*CONSIGNE 1*
Recopiez à l'identique les lignes des entrées, de celle qui contient "outline: burning forest" jusqu'à la fin des entrées, bornes incluses.

*TEXTE FOURNI*

+++

La chronique est un art qui se pratique souvent dans le feu de l’action. La fin de l’année est une bonne occasion pour nos chroniqueurs de voir ce qu’ils auraient pu faire différemment, avec le recul.

Nous étions le 20 décembre 2022, en fin de journée, à la salle de rédaction de La Presse. Le taux d’inflation était alors de 6,3 %, un niveau inquiétant.

Après avoir scruté les nouvelles données, je me lance : « Ne vous inquiétez pas, collègues. Je vous prédis qu’en mai ou juin prochain, l’inflation sera retombée à 3,4 %. Et après, ça devrait redescendre progressivement vers 2 % à la fin de 2023 et le problème sera réglé. »

Murmures de scepticisme autour de moi. Mon chef de section, qui me prend au mot, note la prédiction de 3,4 % pour juin 2023 sur un bout de papier et la colle sur son babillard. Mon inspiration découlait des recherches entourant une chronique sur le sujet publiée fin novembre, entre autres, intitulée « Le pire est derrière nous »1.

Ma conclusion d’alors : « Les économistes prévoient presque tous qu’on sera revenu à la fourchette exigée par la Banque du Canada à la fin de 2023, soit un taux d’inflation de 1 à 3 % », avais-je écrit.

+++

[Lignes d'un jeu de données de segmentation]
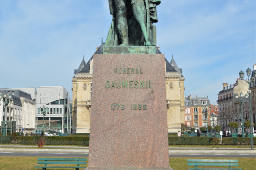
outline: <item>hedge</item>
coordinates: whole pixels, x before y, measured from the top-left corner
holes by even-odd
[[[252,144],[256,145],[256,137],[252,138]],[[224,145],[238,145],[251,144],[250,137],[222,137],[221,144]]]
[[[0,144],[37,144],[39,136],[0,136]],[[44,136],[45,144],[74,145],[89,146],[89,137],[85,136]],[[217,137],[169,136],[168,142],[172,145],[218,145],[220,139]],[[253,137],[253,144],[256,145],[256,137]],[[249,137],[223,137],[222,145],[251,144]]]
[[[220,140],[217,137],[169,136],[168,141],[169,145],[209,145],[219,144]]]
[[[37,144],[39,136],[0,136],[0,144]],[[89,146],[89,137],[86,136],[44,136],[45,144],[75,145]]]

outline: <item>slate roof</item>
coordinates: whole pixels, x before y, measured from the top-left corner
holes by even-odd
[[[101,42],[101,44],[100,46],[99,47],[98,49],[96,51],[94,54],[102,54],[103,51],[103,46],[105,45],[105,43],[103,43],[102,41]],[[162,54],[161,51],[156,47],[156,54]],[[75,74],[78,73],[88,73],[90,72],[90,61],[92,60],[93,58],[93,55],[91,57],[88,61],[86,63],[84,67],[82,67],[82,64],[85,63],[84,61],[84,57],[80,64],[78,68],[78,69],[75,69],[74,72]],[[179,68],[177,65],[176,62],[175,62],[174,58],[173,55],[172,56],[172,60],[170,63],[167,60],[166,58],[165,58],[166,63],[166,72],[177,72],[180,74],[182,73],[182,69],[181,68]],[[82,68],[82,69],[81,69]],[[183,76],[182,75],[182,76]]]
[[[78,69],[76,69],[74,70],[74,73],[75,74],[77,74],[78,72],[82,69],[82,68],[84,67],[86,64],[86,63],[84,60],[84,55],[83,55],[82,57],[82,62],[81,62],[81,64],[80,64],[80,65]]]

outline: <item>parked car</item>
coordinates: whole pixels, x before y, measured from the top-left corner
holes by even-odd
[[[44,135],[45,136],[53,136],[53,134],[52,134],[52,133],[50,133],[49,132],[44,133]]]

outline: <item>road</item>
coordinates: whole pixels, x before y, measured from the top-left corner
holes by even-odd
[[[0,153],[0,157],[88,157],[88,154],[81,153]],[[255,154],[193,154],[169,155],[169,157],[256,157]]]

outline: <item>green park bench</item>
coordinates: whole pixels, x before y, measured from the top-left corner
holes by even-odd
[[[238,166],[238,160],[234,159],[188,159],[188,166],[195,166],[194,168],[188,168],[189,170],[242,170],[241,168],[233,168],[231,166]],[[197,166],[227,166],[228,168],[198,168]]]
[[[79,168],[85,168],[86,167],[79,166],[86,165],[87,159],[86,158],[39,157],[38,161],[38,164],[44,164],[44,166],[36,166],[35,168],[40,168],[43,170],[46,170],[46,168],[75,168],[76,170],[79,170]],[[55,166],[52,166],[52,165],[54,165]],[[58,166],[58,165],[60,166]],[[65,166],[67,165],[72,165],[72,166]],[[75,165],[76,165],[76,166],[75,166]]]

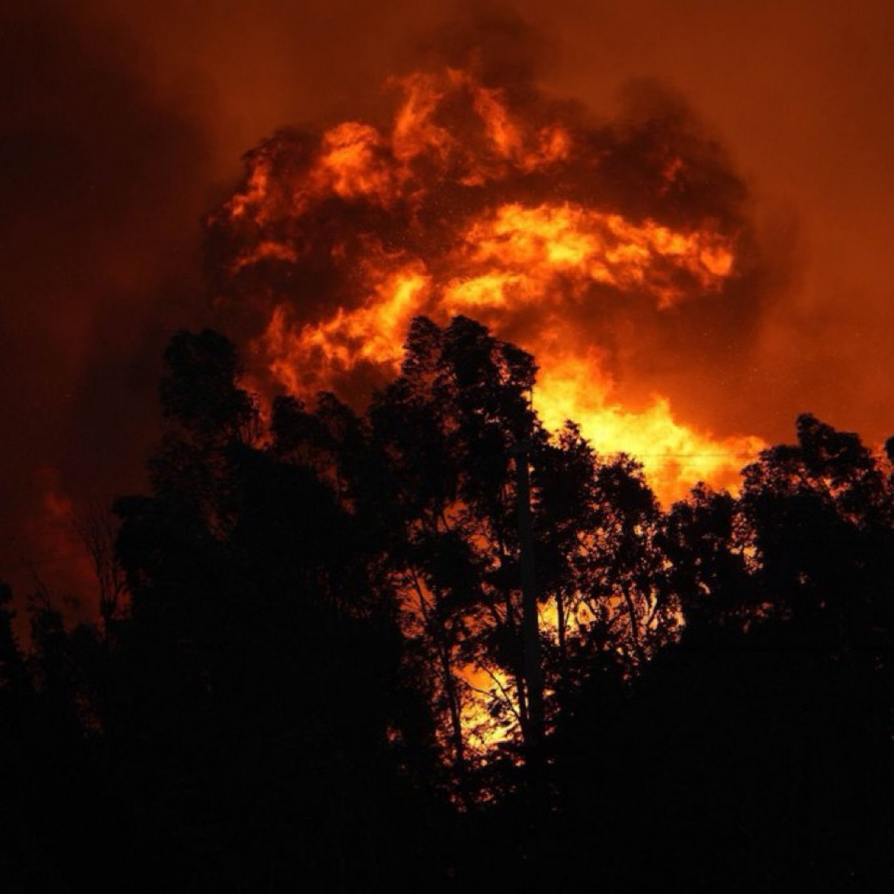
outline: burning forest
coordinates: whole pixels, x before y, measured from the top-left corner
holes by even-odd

+++

*CONSIGNE 2*
Relevez, sans répétition et dans l'ordre d'apparition, tous les mois de l'année nommés dans la chronique sur l'inflation.

*CORRIGÉ 1*
outline: burning forest
coordinates: whole pixels, x before y, measured from the top-left corner
holes by even-odd

*CORRIGÉ 2*
décembre, mai, juin, novembre